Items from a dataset
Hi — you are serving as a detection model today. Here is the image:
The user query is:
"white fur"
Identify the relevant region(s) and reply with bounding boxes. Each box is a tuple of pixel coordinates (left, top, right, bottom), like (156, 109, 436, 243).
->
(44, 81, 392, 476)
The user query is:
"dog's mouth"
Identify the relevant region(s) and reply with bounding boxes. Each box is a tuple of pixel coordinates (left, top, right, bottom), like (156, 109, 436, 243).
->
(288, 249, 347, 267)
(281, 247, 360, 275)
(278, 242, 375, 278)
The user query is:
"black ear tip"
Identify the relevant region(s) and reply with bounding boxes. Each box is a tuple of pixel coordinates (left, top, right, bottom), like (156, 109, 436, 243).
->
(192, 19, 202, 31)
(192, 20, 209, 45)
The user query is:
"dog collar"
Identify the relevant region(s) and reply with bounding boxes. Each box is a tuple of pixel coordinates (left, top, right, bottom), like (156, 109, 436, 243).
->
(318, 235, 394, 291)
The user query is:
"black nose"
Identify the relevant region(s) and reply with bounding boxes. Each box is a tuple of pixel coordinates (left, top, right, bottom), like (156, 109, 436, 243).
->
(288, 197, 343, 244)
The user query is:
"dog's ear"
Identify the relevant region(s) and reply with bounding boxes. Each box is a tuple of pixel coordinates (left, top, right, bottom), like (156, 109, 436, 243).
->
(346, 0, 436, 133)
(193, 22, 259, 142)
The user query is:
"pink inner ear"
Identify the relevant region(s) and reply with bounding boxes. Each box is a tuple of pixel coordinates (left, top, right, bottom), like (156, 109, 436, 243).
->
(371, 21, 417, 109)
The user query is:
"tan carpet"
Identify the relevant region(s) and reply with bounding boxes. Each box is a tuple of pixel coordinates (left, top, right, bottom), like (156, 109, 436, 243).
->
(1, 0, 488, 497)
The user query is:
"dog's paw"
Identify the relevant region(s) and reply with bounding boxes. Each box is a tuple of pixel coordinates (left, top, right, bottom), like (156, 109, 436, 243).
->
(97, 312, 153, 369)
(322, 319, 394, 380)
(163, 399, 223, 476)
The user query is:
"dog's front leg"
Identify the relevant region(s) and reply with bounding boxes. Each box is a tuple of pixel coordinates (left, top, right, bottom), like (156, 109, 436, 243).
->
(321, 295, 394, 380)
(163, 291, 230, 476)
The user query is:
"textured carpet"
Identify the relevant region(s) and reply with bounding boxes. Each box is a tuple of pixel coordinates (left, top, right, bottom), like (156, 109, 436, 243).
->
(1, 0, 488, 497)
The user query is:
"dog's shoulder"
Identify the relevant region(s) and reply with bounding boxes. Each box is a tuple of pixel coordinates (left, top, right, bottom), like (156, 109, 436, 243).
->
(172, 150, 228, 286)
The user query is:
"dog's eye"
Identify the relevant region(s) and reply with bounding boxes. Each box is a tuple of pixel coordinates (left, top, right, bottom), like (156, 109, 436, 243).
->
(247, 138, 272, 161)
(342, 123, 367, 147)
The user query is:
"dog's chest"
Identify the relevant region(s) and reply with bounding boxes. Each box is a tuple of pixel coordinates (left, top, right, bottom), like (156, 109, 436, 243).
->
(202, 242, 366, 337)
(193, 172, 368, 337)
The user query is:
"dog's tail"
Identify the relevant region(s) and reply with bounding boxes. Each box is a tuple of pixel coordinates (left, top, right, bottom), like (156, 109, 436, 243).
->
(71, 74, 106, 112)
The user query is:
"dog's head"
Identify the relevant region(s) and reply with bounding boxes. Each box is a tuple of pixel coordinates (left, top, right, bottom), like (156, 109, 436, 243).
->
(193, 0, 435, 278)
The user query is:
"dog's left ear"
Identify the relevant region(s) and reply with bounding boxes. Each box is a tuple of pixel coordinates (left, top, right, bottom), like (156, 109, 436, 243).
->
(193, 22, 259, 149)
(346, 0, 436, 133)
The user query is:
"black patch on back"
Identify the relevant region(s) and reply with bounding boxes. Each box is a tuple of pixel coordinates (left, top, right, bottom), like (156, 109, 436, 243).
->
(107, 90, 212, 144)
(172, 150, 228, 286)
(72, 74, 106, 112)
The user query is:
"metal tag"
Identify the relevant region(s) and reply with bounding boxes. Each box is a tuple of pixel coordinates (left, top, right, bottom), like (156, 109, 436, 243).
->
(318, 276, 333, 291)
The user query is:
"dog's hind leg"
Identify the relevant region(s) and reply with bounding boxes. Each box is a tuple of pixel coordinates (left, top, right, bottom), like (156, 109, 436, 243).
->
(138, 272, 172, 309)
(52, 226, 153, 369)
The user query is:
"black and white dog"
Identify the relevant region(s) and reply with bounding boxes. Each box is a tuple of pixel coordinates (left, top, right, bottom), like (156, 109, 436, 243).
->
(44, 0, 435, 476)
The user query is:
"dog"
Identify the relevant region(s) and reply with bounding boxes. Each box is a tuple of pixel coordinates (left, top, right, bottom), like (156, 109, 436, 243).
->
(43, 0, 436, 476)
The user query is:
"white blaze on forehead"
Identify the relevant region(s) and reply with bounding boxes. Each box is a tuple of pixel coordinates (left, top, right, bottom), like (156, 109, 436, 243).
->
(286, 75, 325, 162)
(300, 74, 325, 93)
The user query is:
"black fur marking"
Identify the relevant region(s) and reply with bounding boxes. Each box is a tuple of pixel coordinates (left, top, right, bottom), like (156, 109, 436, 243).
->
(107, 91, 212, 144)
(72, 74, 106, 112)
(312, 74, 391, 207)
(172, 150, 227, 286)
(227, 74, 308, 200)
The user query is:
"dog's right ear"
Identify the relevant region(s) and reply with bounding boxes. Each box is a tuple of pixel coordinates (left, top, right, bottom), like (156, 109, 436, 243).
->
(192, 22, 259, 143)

▸ **Task details**: If the word "white" is on a line above, return that line.

▸ **Response below**:
"white fur"
"black and white dog"
"white blaze on forehead"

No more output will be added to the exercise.